§ **STATED TASK**: Reproduce, unchanged, the lines of the records from the one containing "answer like [769,215]." through the final line of the records, with both ends included.

####################

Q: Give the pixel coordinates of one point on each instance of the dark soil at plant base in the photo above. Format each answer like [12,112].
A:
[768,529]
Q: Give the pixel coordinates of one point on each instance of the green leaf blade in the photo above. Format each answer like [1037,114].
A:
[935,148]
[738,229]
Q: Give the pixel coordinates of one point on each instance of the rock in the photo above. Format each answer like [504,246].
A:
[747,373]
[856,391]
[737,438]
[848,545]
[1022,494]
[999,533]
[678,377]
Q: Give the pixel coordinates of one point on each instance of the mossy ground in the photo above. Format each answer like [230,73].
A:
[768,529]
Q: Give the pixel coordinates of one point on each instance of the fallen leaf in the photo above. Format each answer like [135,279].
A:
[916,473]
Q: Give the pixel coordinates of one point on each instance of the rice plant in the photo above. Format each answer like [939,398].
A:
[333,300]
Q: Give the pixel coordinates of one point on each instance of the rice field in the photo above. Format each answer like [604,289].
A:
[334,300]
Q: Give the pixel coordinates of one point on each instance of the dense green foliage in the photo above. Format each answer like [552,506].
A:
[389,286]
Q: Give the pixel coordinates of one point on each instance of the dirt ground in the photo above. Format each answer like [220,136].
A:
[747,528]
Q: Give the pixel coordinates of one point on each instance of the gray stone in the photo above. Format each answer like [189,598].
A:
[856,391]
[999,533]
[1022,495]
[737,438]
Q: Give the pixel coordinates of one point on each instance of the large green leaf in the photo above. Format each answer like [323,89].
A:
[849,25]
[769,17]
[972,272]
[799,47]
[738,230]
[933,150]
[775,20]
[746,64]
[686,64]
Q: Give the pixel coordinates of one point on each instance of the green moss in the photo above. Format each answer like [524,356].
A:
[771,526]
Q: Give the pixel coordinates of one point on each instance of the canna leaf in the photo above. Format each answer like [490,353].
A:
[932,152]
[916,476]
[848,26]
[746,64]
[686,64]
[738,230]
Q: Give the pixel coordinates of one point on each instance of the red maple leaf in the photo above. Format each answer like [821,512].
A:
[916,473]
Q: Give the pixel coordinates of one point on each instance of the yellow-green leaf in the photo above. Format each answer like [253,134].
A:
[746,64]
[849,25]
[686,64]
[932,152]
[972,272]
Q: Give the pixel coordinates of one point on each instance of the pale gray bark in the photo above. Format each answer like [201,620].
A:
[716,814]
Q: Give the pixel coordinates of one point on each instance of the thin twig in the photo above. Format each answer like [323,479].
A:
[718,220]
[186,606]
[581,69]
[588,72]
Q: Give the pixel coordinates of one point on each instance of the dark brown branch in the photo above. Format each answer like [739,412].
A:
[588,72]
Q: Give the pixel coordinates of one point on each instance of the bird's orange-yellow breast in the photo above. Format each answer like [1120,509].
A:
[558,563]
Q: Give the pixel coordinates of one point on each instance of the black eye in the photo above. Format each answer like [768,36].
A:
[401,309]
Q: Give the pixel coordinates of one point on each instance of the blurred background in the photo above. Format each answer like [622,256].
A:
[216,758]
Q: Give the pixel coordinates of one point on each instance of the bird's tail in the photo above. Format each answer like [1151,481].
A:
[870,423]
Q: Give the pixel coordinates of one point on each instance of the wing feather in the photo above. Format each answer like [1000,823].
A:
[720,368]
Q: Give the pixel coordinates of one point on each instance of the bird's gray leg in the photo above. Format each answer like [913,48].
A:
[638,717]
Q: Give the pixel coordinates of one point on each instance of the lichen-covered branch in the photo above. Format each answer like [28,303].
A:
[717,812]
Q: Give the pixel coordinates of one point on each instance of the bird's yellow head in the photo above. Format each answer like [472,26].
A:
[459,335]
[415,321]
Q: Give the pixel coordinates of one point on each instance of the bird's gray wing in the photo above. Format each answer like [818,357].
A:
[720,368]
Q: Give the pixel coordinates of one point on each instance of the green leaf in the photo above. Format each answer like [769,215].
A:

####################

§ **FINISHED ANSWER**:
Q: Give the pixel coordinates of one point on each instance of the green leaf in the photo above. Format each answer like [769,215].
A:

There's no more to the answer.